DIRECTIONS FOR THIS TASK
Count the lines in the data below that contain the word "green". Give only the number.

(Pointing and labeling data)
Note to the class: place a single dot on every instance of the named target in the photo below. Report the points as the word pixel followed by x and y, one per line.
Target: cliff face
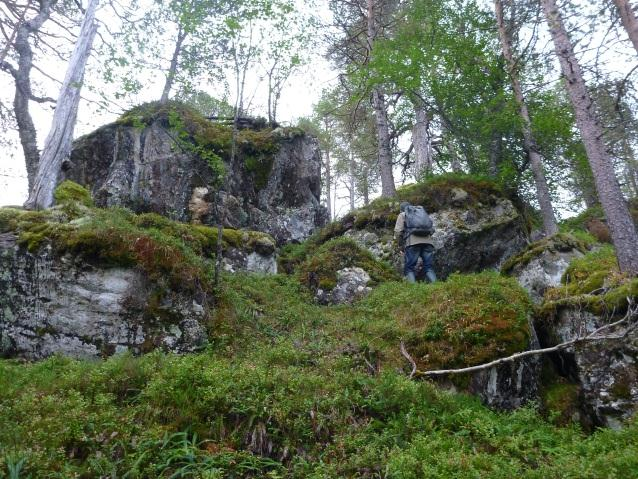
pixel 272 184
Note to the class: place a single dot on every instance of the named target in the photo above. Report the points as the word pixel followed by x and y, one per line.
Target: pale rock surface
pixel 144 170
pixel 54 305
pixel 606 371
pixel 352 284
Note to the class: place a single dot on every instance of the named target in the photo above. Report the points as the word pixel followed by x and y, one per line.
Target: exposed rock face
pixel 352 284
pixel 510 385
pixel 544 271
pixel 145 170
pixel 54 305
pixel 466 239
pixel 606 371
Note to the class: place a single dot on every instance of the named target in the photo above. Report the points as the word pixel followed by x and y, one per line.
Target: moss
pixel 592 282
pixel 209 140
pixel 466 320
pixel 434 194
pixel 592 222
pixel 319 270
pixel 561 242
pixel 69 191
pixel 9 219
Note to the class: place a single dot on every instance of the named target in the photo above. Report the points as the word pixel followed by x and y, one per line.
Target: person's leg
pixel 428 259
pixel 410 258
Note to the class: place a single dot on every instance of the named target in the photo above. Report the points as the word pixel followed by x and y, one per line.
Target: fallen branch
pixel 632 313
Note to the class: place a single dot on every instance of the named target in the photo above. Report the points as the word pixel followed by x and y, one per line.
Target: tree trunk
pixel 422 141
pixel 172 70
pixel 57 146
pixel 629 20
pixel 17 27
pixel 536 163
pixel 22 78
pixel 328 185
pixel 351 178
pixel 621 225
pixel 495 153
pixel 381 116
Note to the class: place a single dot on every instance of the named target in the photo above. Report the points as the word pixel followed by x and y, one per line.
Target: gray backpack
pixel 417 222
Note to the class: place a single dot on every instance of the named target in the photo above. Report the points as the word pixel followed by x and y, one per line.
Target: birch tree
pixel 628 20
pixel 57 145
pixel 621 225
pixel 25 31
pixel 379 106
pixel 529 142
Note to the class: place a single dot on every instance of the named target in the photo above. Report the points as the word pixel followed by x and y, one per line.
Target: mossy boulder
pixel 320 270
pixel 477 225
pixel 593 293
pixel 171 160
pixel 543 263
pixel 464 321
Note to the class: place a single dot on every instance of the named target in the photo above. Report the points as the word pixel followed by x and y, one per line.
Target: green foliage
pixel 592 282
pixel 168 251
pixel 210 141
pixel 561 242
pixel 435 193
pixel 319 270
pixel 68 191
pixel 467 320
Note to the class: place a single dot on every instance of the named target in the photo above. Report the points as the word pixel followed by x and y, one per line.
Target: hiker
pixel 414 230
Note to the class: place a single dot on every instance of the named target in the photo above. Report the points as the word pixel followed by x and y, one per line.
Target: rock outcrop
pixel 473 231
pixel 542 265
pixel 271 185
pixel 606 372
pixel 55 305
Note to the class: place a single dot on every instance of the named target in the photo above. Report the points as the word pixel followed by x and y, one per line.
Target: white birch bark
pixel 621 225
pixel 422 141
pixel 536 162
pixel 388 188
pixel 57 145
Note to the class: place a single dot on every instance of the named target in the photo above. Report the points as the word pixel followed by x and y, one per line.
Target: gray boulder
pixel 55 305
pixel 542 265
pixel 606 371
pixel 143 168
pixel 467 238
pixel 352 284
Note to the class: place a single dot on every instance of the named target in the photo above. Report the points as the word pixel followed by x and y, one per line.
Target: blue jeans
pixel 412 254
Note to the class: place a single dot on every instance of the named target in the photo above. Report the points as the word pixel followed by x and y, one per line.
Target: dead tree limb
pixel 596 335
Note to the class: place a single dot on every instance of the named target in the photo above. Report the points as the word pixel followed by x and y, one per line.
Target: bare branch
pixel 596 335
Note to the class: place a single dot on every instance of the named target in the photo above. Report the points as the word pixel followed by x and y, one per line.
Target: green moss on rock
pixel 319 270
pixel 561 242
pixel 592 282
pixel 174 253
pixel 464 321
pixel 209 140
pixel 69 191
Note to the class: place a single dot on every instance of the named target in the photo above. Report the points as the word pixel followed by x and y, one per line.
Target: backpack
pixel 417 222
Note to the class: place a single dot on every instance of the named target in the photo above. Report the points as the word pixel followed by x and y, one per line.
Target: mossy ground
pixel 592 282
pixel 178 254
pixel 288 388
pixel 210 140
pixel 560 242
pixel 319 270
pixel 285 390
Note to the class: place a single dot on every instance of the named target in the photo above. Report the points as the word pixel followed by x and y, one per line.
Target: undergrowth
pixel 285 391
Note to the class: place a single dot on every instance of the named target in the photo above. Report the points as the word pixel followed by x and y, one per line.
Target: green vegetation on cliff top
pixel 287 388
pixel 210 140
pixel 166 250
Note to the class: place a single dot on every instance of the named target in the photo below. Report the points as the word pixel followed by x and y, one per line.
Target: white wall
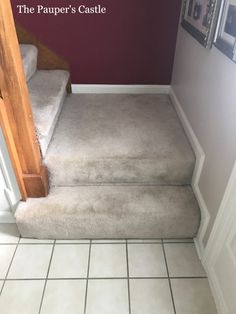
pixel 9 191
pixel 204 82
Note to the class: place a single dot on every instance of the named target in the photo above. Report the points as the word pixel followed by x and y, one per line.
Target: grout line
pixel 101 278
pixel 167 269
pixel 128 282
pixel 86 289
pixel 45 284
pixel 117 184
pixel 5 279
pixel 119 241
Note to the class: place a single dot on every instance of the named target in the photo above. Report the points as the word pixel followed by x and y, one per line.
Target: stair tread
pixel 47 90
pixel 110 212
pixel 29 54
pixel 119 139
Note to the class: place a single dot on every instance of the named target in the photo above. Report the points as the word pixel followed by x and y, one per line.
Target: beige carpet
pixel 119 139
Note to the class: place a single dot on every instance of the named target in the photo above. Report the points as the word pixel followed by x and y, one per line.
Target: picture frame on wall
pixel 199 18
pixel 225 39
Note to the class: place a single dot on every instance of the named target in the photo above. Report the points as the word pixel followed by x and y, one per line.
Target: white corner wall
pixel 204 83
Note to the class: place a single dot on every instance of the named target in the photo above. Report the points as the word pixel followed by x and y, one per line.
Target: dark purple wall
pixel 133 43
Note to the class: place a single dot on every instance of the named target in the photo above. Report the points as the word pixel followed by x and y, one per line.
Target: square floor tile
pixel 35 241
pixel 108 260
pixel 107 297
pixel 193 296
pixel 6 254
pixel 9 233
pixel 150 296
pixel 69 261
pixel 30 261
pixel 183 261
pixel 21 297
pixel 146 260
pixel 64 297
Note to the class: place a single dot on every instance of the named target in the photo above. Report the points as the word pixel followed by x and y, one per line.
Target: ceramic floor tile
pixel 30 261
pixel 69 261
pixel 107 297
pixel 6 254
pixel 146 260
pixel 183 261
pixel 64 297
pixel 193 296
pixel 35 241
pixel 150 296
pixel 108 260
pixel 21 297
pixel 9 233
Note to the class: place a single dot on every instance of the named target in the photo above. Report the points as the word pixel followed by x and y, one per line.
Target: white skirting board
pixel 7 217
pixel 120 89
pixel 200 158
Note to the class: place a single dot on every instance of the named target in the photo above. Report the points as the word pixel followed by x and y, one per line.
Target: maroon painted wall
pixel 133 43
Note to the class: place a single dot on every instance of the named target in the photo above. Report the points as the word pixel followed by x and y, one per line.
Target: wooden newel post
pixel 26 157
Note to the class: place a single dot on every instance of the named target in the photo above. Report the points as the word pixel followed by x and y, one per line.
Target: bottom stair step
pixel 111 212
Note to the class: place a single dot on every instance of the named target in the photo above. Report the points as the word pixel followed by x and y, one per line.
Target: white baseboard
pixel 6 217
pixel 200 158
pixel 120 89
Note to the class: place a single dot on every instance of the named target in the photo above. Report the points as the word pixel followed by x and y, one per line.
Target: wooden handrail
pixel 18 110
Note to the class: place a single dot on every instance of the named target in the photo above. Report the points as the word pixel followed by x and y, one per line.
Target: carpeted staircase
pixel 120 165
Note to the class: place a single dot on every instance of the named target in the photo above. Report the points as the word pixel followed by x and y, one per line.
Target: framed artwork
pixel 225 39
pixel 199 18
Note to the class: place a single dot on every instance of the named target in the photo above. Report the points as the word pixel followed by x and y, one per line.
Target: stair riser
pixel 111 212
pixel 118 172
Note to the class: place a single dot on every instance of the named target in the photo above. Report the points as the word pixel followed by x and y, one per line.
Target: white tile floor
pixel 101 277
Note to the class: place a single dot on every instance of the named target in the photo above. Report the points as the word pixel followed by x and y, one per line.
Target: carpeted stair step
pixel 29 55
pixel 47 92
pixel 111 212
pixel 113 139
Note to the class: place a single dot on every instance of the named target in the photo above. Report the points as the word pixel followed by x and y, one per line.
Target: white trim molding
pixel 221 235
pixel 200 159
pixel 120 89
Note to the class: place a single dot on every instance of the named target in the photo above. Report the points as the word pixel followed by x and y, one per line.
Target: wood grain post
pixel 17 106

ANSWER TO THE TASK
3